[begin Stored records]

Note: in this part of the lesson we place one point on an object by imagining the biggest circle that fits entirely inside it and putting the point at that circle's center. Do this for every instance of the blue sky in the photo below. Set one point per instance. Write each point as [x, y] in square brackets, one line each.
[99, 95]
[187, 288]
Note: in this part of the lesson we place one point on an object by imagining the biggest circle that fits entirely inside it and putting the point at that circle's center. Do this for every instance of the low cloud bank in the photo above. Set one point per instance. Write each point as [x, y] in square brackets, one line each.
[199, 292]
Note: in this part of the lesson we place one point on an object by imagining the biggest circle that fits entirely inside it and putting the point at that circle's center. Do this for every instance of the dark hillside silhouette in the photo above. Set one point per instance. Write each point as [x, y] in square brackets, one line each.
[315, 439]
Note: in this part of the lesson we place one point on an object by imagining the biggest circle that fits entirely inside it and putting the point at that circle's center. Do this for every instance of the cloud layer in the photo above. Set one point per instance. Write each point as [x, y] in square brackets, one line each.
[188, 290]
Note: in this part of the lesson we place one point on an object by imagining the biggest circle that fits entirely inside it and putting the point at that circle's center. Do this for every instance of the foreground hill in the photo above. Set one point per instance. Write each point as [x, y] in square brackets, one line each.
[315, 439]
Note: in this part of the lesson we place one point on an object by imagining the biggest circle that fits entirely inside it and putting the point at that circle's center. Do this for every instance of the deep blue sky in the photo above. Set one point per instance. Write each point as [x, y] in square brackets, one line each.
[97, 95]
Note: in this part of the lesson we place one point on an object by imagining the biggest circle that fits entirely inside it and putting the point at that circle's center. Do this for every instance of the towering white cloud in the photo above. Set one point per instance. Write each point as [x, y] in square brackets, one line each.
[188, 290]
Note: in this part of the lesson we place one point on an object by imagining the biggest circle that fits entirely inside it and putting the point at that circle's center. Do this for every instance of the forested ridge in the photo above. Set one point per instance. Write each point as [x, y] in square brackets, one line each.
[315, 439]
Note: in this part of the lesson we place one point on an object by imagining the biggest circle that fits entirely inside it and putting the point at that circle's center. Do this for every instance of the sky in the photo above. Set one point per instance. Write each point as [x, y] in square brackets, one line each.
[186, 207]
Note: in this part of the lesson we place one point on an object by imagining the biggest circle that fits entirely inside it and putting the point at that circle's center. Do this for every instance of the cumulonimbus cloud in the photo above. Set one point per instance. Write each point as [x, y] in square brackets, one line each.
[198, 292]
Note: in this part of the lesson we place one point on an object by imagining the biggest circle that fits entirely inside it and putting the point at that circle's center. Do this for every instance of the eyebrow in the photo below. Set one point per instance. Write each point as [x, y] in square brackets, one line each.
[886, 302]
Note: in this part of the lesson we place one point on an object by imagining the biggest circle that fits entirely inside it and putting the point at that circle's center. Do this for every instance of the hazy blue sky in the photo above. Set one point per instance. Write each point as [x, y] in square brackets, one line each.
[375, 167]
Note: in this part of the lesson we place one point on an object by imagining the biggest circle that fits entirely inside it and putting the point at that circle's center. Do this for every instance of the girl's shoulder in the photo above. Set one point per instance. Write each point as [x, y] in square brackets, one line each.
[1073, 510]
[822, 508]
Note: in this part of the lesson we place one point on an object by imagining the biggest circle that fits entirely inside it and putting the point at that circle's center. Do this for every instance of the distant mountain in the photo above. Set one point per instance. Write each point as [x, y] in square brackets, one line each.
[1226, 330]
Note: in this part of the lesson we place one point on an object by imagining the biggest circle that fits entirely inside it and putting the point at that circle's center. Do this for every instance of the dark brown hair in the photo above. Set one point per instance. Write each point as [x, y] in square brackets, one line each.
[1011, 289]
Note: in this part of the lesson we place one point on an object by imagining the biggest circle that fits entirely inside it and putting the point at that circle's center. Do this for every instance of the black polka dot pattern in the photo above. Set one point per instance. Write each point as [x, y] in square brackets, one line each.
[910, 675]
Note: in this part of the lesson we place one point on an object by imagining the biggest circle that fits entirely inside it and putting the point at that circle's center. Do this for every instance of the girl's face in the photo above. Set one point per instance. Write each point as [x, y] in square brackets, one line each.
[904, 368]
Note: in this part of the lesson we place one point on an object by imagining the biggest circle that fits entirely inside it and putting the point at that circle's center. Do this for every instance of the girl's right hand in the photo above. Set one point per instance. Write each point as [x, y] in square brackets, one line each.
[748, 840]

[end Stored records]

What to do » Quote all of the entries verbatim.

Result below »
Note: in this part of the lesson we place one point on an object by imagining the biggest circle that fits entirely inside it and putting the point at that circle's center. Do this for every instance of the blue sky in the photo below. Set one point per instance. Write each point as [x, y] in square brackets, one line each.
[99, 95]
[187, 288]
Note: in this part of the lesson we place one point on an object by imagining the biggest circle that fits entirely inside it and putting the point at that circle's center. Do this for every instance of the low cloud bank in the photo above. Set one point per instance. Write each point as [x, y] in square brackets, one line each.
[199, 292]
Note: in this part of the lesson we place one point on an object by imagining the biggest circle that fits entirely inside it and putting the point at that circle's center. Do this for every instance of the dark hillside silhouette in the photo above. Set one point per instance. Write each point as [x, y] in square brackets, one line each.
[315, 439]
Note: in this part of the lesson we place one point on an object by imagining the biggest circle that fits entirely inside it and putting the point at that circle's center. Do this for every instance of the cloud layer in the photo above. Set one point per instance. Write each point as [x, y] in square brackets, one line each.
[188, 290]
Note: in this part of the lesson we place one point on an object by imagining the biggest circle that fits entirely inside it and putting the point at that circle's center. Do this for every instance of the foreground hill in the photo above. Set one point per instance. Write each point as [x, y] in square brackets, one line each.
[315, 439]
Note: in this part of the lesson we place one point on an object by imagining the biggest circle that fits entirely inside it and putting the point at that circle's center. Do this for every instance of the deep blue sky in the photo above. Set one point per instance. Write each point as [x, y] in square brackets, one line each.
[97, 95]
Note: in this part of the lesson we place one point on an object by imagining the biggest circle that fits entirely inside it and putting the point at that circle's center. Do this for every instance of the towering white cloud in the photo above. Set one point per instance. Write each point as [x, y] in square brackets, one line each.
[188, 290]
Note: in this part of the lesson we place one point on an object by imagining the biggest circle that fits entirely inside it and putting the point at that circle's center. Do this for every instance of the forested ridge in the photo above. Set one point per instance. Write each point as [x, y] in square brackets, one line each.
[315, 439]
Note: in this part of the lesson we place one point on an object by imagining the biggest circle that fits entirely inside it and putting the point at that circle's center. Do this for every instance of the sky in the photo above. Set one point per instance. Write each point as [x, y] in square brackets, one line each.
[186, 207]
Note: in this part of the lesson we place one point on an object by imagining the biggest circle that fits entirely inside it and putting the point at that circle's center. Do this for every instance of the cumulonimbus cloud in the photo above. Set one point per instance. Write each point as [x, y] in square brackets, one line each.
[198, 292]
Note: in this part of the lesson we place one point on an object by imagining the biggest circle that fits entirely inside it and putting the point at that circle's center. Do this for every instance of the eyebrow in the photo below. Set one point per instance. Write each point as [x, y] in square brackets, one line each.
[886, 302]
Note: in this part of the lesson we place one point on an object by imagining the biggest circle that fits entirely inside it and putting the point at that circle's center. Do this for every instance of the hazy blue sky in the photo above. Set one point per instance. Write each point as [x, y] in square brackets, one line each.
[375, 167]
Note: in this part of the lesson we place one point on an object by imagining the biggest circle that fits entirely inside it and putting the point at that circle's center. Do this for every instance of the girl's shoulder in the photo above. Set one point per instance. Write each point as [x, y] in square brackets, one line each.
[1073, 510]
[822, 508]
Note: in this part of the lesson we place one point on an object by imagining the biggest circle that fits entirely inside it and putting the point at that circle's center. Do this for every instance of the distant mountain in the photo above. Set one point per instance. Write each point as [x, y] in square brackets, one line each.
[1226, 330]
Note: in this part of the lesson we place one point on an object by imagining the biggest circle that fits entirely inside it and putting the point at that circle's center. Do this for every instance of the dark brown hair in the photo above. Set one point per instance. Write each point as [x, y] in square brackets, one line each.
[1011, 289]
Note: in this part of the lesson we place one point on an object by imagining the biggest circle that fits entirely inside it and putting the point at that circle's center. Do this for every instance of the black polka dot pattern in the photo above. Set one point per instance. Write each point as [x, y] in square brackets, one line each.
[910, 675]
Note: in this part of the lesson we place one point on an object by imagining the biggest circle that fits entirely inside it and putting the point at that circle's center. Do this for every instance of the girl's face in the photo above. Set one point per instance. Write each point as [x, y] in square brackets, one line each.
[904, 368]
Note: in this part of the lesson we place one point on an object by imagining the biggest circle that fits entirely inside it and putting the point at that circle's center. Do this for every instance of the girl's right hand in the photo above. Set one point per instance. Write each point as [x, y] in square brackets, one line each.
[748, 840]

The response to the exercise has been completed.